WRITTEN PROBLEM A: Summarize the email thread below about item-pair computation costs in two sentences.

TEXT PROVIDED:
Sorry, typo, that's what I meant. yes the difference isn't *that* large!
It may be worse in practice since you have a few users with very many prefs.
It may also be beneficial to simply have one fewer phase and throw
around less data. I will also try to benchmark since really that's the
only way to know.

On Wed, Apr 28, 2010 at 3:01 PM, Sebastian Schelter
<[email protected]> wrote:
> Hi Sean,
>
> "Say I have P prefs, U users and I items.
> Assume P/I prefs per item. The bottleneck of this stage is outputting
> I2 vectors of size P/I, or about P*I output.
>
> What you're doing now bottlenecks in the last bit where you output for
> each user some data for every pair of items. That's coarsely U *
> (P/U)2 = U*P2 output. I think that P2 is killer."
>
> There's an error in the above math as U * (P/U)2 = P2 / U (not UP2)
> which makes me guess that there won't be any improvements by mapping out
> all item-item pairs in the beginning.
> I showed the calculations to a mathematician and he was also of the
> opinion that there wouldn't be any improvements. You'll find our
> thoughts below, please check that we did not oversee something. I will
> run the job with your patch in the next days to get us a real-life
> comparison.
>
> Regards,
> Sebastian
>
> -------------------------------------
> Calculated with some example numbers
>
> U = 1,000,000 users
> I = 50,000 items
> P = 50,000,000 preferences
>
> P*I = 250 billion
> P2/U = 2,5 billion
>
> -------------------------------------
> Or stated as inequality:
>
> P2/U > PI
> P/U > I
> P > UI <-- obviously not true
>
>
> Sean Owen schrieb:
>> Well it's not hard to add something like UncenteredCosineSimilarity
>> for sure, I don't mind. It's actually a matter of configuring the
>> superclass to center or not.

WRITTEN PROBLEM B: Print the lines of the records from their start through the line containing "Segment every instance", inclusive, copied verbatim, and leave the pictures out.

Outline entries for images:

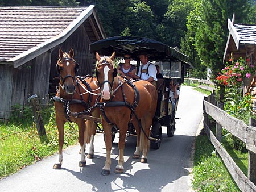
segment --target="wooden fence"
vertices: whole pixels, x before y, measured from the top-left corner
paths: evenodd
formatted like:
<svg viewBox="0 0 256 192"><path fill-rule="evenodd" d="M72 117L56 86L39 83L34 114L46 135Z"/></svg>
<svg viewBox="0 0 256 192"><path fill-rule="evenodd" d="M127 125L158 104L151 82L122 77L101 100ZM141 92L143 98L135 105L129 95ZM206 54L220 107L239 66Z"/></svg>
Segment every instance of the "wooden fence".
<svg viewBox="0 0 256 192"><path fill-rule="evenodd" d="M212 94L203 101L204 109L204 130L224 162L230 175L242 191L256 191L256 127L254 119L250 119L250 126L223 111L221 105L217 104ZM214 135L209 126L209 115L216 122ZM226 129L231 134L246 144L248 150L248 177L240 170L230 156L221 145L221 130Z"/></svg>
<svg viewBox="0 0 256 192"><path fill-rule="evenodd" d="M201 89L206 89L210 91L212 91L213 90L214 90L214 87L212 85L214 85L215 84L213 82L212 82L210 80L200 80L198 78L185 78L184 82L187 82L188 86L190 86L190 84L193 82L198 82L199 83L199 85L197 86L197 87Z"/></svg>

RIGHT ANSWER A: Sebastian points out that the earlier estimate U * (P/U)2 equals P2 / U rather than U*P2, so he doubts that mapping out all item-item pairs at the start will bring any improvement, and he plans to run the job with the patch for a real-life comparison. Sean accepts the typo and agrees the difference isn't large, but notes it may be worse in practice when a few users have very many prefs, that having one fewer phase could help, and that he will benchmark too.

RIGHT ANSWER B:
segment --target="wooden fence"
vertices: whole pixels, x before y, measured from the top-left corner
paths: evenodd
formatted like:
<svg viewBox="0 0 256 192"><path fill-rule="evenodd" d="M72 117L56 86L39 83L34 114L46 135Z"/></svg>
<svg viewBox="0 0 256 192"><path fill-rule="evenodd" d="M127 125L158 104L151 82L122 77L101 100ZM141 92L143 98L135 105L129 95ZM206 54L220 107L239 66Z"/></svg>
Segment every instance of the "wooden fence".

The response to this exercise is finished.